Date: Tue, 31 Aug 2004 10:24:13 +0100	[thread overview]
Message-ID: <20040831092413.GJ31497@lkcl.net> (raw)
In-Reply-To: <4133B938.3070201@tresys.com>

On Mon, Aug 30, 2004 at 07:33:12PM -0400, Joshua Brindle wrote:
> Luke Kenneth Casson Leighton wrote:
> 
> >okay, got a weird issue where i am curious as to whether selinux could
> >help.
> >
> >imagine that ipt_owner has been successfully hacked up (hacked as in
> >the literal and true meaning of the word not the one the press associate
> >with it) to support program names (or as a last resort inodes) as part
> >of the checking / filtering rules.
> >
> >i.e. like fireflier's rather buggy userspace support for allowing
> >e.g. mozilla to do port 80 and port 445 but NOT any other program,
> >only done properly and in the kernel.
> >
> >now imagine that someone bypasses these rules by simply copying the
> >binary.
> >
> >in this way, they would be able to at the very least bypass "DENY"
> >rules.
> >
> >my question is, therefore, is there an easy way to ban users from
> >copying binaries, whilst still allowing users to run them?
> >
> >l.
> >
> > 
> >
> I'm not sure what you are talking about here, there is no such thing as 
> a "deny" rule in selinux, everything is denied by default.

> [Data entries]:
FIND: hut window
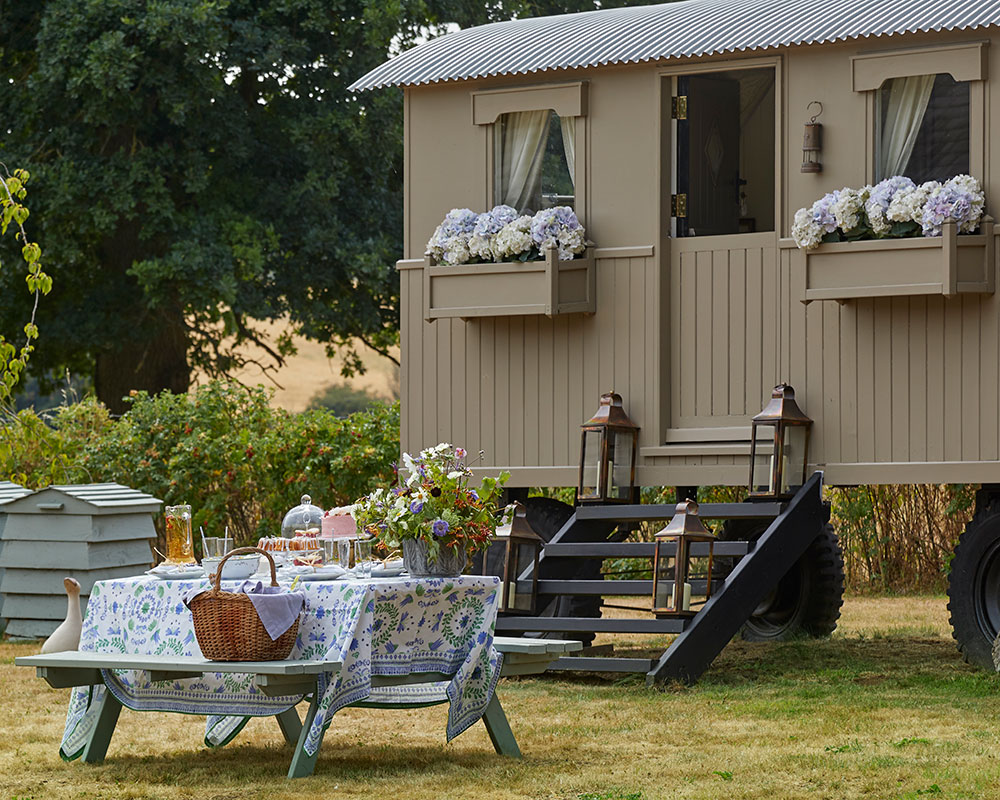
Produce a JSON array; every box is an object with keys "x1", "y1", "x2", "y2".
[
  {"x1": 875, "y1": 74, "x2": 969, "y2": 183},
  {"x1": 494, "y1": 109, "x2": 576, "y2": 212}
]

> [What you will do]:
Output the part of the SELinux email from "Date: Tue, 31" to "checking / filtering rules.", copied word for word. Work from the email alone, not the records.

> [The response]:
Date: Tue, 31 Aug 2004 10:24:13 +0100	[thread overview]
Message-ID: <20040831092413.GJ31497@lkcl.net> (raw)
In-Reply-To: <4133B938.3070201@tresys.com>

On Mon, Aug 30, 2004 at 07:33:12PM -0400, Joshua Brindle wrote:
> Luke Kenneth Casson Leighton wrote:
> 
> >okay, got a weird issue where i am curious as to whether selinux could
> >help.
> >
> >imagine that ipt_owner has been successfully hacked up (hacked as in
> >the literal and true meaning of the word not the one the press associate
> >with it) to support program names (or as a last resort inodes) as part
> >of the checking / filtering rules.